Extract to read below:

I haven’t been there in decades but my memories of the place….. If you have not read other blogs of mine, please bear in mind that my Dad worked for an airline so I had the priviledge of traveling extensively and flying back in the days when it was still quite expensive and I got upgrades. Please understand, I am very grateful and appreciate how lucky I was. Especially as I now pay every cent for any flight I take! I saw the first ever 747 take off from New York, it was parked beside the 707 I was booked onto. The first flight had passengers made up of employees of PanAm. I was in awe, even though I knew because Dad had taught me from a very young age how planes work and what gets them off the ground, but even I just looked at that thing and thought ‘Wow! that plane is HUGE!’.

During my early and mid-teens I traveled through New York several times a year en-route to where ever home happened to be. Staying at a hotel called The Taft. Back then it was a great hotel, then fell into some disrepair and I believe it is now a condo thingie. Going across the road from the hotel to Choc’Full’o’Nuts for breakfast because I always woke up too early – flying in from London meant I was 5 or 6 hours out of sync. The all night noise of sirens and car horns honking.

I was never that keen on NYC in the summer, my memories are of garbage and taxi strikes and the heat. But in the winter, it was a magical city. I loved it best in December, Santa Claus on every street corner, hot chestnut sellers, the craziness of Macys Store with that constant ding ding ding noise and (back then) Gimbells (sp?) which was a competitor and if I remember right, pretty much on the next block.

Radio City Music Hall with those incredibly tall guys in top hats to welcome you in to not just a movie but a show too. Not to mention the Rockettes.

End of Extract to read.

Can you set down the whole piece on New York memories, word for word? The lines that come next are separate material, unconnected to the New York memories.

Extracted material below:

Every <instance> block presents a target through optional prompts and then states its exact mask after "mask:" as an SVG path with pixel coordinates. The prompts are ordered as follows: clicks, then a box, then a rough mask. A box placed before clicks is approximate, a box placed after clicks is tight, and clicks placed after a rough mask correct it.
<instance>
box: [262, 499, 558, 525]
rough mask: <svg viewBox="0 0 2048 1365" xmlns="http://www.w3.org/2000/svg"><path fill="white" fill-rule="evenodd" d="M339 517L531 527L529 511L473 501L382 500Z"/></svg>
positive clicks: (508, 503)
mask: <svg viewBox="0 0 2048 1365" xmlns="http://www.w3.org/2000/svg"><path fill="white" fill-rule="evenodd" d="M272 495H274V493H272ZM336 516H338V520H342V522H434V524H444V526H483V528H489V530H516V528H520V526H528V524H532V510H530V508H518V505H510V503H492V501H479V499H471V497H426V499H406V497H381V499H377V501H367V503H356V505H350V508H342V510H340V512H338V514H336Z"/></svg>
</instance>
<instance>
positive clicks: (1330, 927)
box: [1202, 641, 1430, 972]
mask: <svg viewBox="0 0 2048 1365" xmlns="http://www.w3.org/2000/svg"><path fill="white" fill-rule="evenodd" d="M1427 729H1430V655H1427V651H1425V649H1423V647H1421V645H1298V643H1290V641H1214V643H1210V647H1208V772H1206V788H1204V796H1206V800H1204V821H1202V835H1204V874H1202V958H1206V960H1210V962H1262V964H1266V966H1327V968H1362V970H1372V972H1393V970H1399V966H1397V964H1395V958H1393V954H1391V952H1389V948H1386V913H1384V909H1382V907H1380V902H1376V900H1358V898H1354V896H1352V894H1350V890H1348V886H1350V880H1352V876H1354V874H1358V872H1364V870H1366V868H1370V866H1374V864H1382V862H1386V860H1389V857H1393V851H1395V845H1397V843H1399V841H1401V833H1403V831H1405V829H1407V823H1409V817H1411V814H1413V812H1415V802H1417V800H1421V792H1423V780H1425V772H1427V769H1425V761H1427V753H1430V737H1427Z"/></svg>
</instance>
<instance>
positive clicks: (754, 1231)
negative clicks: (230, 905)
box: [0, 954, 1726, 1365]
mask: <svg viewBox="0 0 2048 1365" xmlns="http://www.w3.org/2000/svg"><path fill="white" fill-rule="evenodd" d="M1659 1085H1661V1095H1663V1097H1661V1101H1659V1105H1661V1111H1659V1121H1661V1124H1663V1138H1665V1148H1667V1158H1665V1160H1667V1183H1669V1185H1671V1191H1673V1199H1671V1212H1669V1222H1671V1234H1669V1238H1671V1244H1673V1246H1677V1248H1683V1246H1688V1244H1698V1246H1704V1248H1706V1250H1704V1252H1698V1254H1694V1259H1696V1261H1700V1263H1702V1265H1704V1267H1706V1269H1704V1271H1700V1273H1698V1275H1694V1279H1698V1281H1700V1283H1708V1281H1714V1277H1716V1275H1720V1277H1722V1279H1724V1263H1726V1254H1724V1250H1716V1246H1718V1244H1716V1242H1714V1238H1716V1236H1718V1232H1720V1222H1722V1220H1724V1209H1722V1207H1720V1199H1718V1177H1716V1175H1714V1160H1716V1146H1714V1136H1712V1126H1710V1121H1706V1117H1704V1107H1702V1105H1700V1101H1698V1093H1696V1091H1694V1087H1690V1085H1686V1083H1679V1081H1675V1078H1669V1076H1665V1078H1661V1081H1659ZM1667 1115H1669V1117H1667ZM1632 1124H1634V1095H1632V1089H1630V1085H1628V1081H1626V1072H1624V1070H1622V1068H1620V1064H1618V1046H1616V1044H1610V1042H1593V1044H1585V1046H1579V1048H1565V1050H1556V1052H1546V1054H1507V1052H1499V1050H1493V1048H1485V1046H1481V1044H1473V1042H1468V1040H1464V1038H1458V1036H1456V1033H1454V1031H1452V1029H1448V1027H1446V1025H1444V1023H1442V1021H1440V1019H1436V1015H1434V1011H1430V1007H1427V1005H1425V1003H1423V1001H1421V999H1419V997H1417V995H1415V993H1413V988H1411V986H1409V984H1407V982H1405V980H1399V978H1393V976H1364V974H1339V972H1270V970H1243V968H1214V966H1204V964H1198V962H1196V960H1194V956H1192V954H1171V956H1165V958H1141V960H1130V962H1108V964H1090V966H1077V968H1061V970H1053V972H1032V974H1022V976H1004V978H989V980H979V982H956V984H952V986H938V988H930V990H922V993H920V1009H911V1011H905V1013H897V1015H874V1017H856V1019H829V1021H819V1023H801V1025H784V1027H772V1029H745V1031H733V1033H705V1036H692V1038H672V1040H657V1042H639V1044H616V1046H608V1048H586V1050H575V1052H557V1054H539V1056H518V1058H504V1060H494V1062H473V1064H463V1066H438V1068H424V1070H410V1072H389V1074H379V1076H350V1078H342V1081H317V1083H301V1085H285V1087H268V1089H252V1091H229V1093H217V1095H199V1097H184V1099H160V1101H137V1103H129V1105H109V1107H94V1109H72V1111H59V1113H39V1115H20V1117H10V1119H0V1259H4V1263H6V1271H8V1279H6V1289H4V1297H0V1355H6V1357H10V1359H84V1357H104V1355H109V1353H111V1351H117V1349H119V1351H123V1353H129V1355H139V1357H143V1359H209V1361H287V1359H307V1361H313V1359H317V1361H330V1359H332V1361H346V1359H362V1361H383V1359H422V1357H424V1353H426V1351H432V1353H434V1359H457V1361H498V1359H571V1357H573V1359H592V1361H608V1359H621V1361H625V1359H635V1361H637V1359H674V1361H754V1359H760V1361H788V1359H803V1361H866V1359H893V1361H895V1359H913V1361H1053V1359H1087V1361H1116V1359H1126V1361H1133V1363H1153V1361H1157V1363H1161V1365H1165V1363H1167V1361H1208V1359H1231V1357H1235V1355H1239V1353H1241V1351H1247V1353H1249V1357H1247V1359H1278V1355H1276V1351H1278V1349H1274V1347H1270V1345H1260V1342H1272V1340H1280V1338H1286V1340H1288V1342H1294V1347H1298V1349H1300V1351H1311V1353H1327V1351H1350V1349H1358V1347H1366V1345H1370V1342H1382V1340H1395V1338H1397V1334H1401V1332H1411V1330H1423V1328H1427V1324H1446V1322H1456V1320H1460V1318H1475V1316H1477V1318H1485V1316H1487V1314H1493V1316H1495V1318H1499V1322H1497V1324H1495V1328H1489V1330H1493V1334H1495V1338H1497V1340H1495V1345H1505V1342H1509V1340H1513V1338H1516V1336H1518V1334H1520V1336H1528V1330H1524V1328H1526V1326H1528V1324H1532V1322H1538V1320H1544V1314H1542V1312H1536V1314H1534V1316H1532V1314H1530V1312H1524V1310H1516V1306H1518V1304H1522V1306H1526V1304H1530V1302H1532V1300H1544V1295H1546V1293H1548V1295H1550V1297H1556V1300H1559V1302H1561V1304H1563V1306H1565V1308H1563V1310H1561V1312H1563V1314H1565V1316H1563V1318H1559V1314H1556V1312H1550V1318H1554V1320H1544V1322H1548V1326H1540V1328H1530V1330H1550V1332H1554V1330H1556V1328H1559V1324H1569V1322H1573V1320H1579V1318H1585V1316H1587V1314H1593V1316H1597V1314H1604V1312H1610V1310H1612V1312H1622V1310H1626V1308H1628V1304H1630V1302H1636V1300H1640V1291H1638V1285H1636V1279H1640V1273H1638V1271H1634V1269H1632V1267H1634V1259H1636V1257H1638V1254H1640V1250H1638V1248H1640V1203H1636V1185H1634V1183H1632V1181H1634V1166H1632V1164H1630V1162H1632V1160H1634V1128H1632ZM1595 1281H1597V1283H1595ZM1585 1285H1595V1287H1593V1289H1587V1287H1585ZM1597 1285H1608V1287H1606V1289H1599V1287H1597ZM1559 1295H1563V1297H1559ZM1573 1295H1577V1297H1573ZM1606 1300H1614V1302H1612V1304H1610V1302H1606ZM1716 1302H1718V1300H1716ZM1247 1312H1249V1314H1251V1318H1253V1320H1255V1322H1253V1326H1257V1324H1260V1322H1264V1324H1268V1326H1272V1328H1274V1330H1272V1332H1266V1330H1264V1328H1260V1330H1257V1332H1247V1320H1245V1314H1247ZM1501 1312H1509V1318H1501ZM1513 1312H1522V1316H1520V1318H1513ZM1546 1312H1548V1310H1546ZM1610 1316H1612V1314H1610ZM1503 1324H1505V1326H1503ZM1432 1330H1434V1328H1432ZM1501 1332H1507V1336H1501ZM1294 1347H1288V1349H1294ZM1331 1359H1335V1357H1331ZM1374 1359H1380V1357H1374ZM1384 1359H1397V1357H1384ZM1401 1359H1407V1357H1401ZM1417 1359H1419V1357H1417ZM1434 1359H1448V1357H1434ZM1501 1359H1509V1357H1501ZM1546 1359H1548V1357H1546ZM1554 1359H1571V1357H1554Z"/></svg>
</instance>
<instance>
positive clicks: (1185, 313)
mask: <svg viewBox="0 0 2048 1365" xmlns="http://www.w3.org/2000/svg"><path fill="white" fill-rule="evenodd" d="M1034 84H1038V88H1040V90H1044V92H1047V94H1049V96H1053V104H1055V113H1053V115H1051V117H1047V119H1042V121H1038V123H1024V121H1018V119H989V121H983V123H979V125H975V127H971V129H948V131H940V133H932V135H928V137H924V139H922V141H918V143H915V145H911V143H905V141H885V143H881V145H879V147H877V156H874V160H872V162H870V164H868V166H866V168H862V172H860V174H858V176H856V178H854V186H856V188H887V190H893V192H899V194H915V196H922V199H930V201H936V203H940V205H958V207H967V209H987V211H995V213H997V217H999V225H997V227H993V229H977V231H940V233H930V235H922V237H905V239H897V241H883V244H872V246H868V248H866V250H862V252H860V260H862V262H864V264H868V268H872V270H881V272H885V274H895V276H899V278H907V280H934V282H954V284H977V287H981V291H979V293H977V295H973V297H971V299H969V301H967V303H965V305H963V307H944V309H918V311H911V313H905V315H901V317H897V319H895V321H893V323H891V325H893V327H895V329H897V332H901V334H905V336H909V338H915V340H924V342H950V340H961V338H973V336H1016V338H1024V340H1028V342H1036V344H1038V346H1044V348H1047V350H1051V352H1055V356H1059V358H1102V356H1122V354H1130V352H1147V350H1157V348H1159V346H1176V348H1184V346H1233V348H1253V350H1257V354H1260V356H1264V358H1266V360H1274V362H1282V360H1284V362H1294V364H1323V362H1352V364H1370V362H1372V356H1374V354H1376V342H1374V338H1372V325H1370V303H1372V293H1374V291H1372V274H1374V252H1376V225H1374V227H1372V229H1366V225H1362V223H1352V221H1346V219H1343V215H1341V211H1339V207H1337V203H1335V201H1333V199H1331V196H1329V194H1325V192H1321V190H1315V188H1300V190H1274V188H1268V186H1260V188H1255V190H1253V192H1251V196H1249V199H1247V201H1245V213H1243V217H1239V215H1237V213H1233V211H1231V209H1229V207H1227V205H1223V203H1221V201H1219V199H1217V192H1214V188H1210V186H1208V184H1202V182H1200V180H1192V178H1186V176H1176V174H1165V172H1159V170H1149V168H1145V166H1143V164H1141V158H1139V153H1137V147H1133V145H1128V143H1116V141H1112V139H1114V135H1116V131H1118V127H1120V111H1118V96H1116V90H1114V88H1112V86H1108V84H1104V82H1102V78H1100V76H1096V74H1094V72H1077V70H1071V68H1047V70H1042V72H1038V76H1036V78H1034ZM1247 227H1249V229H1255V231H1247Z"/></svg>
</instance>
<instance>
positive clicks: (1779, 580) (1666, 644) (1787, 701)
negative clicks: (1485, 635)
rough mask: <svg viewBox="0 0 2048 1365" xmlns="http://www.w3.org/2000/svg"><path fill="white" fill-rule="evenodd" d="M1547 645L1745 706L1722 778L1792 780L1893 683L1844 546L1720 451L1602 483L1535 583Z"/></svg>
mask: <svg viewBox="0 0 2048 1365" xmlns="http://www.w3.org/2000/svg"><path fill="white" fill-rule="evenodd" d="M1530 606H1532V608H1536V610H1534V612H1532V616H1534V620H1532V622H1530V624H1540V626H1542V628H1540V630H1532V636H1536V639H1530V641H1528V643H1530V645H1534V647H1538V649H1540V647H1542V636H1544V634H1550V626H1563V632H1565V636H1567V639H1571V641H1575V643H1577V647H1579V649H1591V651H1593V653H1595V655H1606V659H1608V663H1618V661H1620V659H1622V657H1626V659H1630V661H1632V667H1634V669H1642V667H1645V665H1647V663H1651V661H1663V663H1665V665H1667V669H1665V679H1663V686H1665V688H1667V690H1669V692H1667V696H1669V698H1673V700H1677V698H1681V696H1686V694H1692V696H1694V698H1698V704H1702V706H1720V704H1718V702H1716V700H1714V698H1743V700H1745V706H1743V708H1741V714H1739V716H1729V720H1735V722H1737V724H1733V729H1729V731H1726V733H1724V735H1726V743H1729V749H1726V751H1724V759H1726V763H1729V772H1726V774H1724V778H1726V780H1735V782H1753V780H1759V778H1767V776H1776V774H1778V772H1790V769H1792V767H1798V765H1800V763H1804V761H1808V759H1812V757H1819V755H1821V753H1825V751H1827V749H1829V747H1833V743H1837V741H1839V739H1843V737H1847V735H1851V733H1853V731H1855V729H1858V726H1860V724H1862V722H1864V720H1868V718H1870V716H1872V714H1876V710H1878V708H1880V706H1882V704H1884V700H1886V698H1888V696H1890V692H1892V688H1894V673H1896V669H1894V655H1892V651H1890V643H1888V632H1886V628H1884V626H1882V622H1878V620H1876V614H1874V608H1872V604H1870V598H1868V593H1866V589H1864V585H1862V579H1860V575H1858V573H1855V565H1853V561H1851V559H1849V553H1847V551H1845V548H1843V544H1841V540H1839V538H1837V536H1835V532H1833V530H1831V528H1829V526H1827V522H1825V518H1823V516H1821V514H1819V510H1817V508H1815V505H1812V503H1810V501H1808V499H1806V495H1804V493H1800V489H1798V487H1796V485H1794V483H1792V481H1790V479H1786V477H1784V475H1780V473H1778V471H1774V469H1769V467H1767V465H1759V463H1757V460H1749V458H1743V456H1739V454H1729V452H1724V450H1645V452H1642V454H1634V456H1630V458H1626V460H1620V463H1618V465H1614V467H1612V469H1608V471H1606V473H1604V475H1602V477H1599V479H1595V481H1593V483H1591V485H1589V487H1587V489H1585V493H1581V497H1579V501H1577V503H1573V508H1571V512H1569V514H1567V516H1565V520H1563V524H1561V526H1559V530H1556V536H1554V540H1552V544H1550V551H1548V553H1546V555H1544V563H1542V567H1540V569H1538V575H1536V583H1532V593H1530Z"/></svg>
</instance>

End of Extracted material.

■ Task response
I haven’t been there in decades but my memories of the place….. If you have not read other blogs of mine, please bear in mind that my Dad worked for an airline so I had the priviledge of traveling extensively and flying back in the days when it was still quite expensive and I got upgrades. Please understand, I am very grateful and appreciate how lucky I was. Especially as I now pay every cent for any flight I take! I saw the first ever 747 take off from New York, it was parked beside the 707 I was booked onto. The first flight had passengers made up of employees of PanAm. I was in awe, even though I knew because Dad had taught me from a very young age how planes work and what gets them off the ground, but even I just looked at that thing and thought ‘Wow! that plane is HUGE!’.

During my early and mid-teens I traveled through New York several times a year en-route to where ever home happened to be. Staying at a hotel called The Taft. Back then it was a great hotel, then fell into some disrepair and I believe it is now a condo thingie. Going across the road from the hotel to Choc’Full’o’Nuts for breakfast because I always woke up too early – flying in from London meant I was 5 or 6 hours out of sync. The all night noise of sirens and car horns honking.

I was never that keen on NYC in the summer, my memories are of garbage and taxi strikes and the heat. But in the winter, it was a magical city. I loved it best in December, Santa Claus on every street corner, hot chestnut sellers, the craziness of Macys Store with that constant ding ding ding noise and (back then) Gimbells (sp?) which was a competitor and if I remember right, pretty much on the next block.

Radio City Music Hall with those incredibly tall guys in top hats to welcome you in to not just a movie but a show too. Not to mention the Rockettes.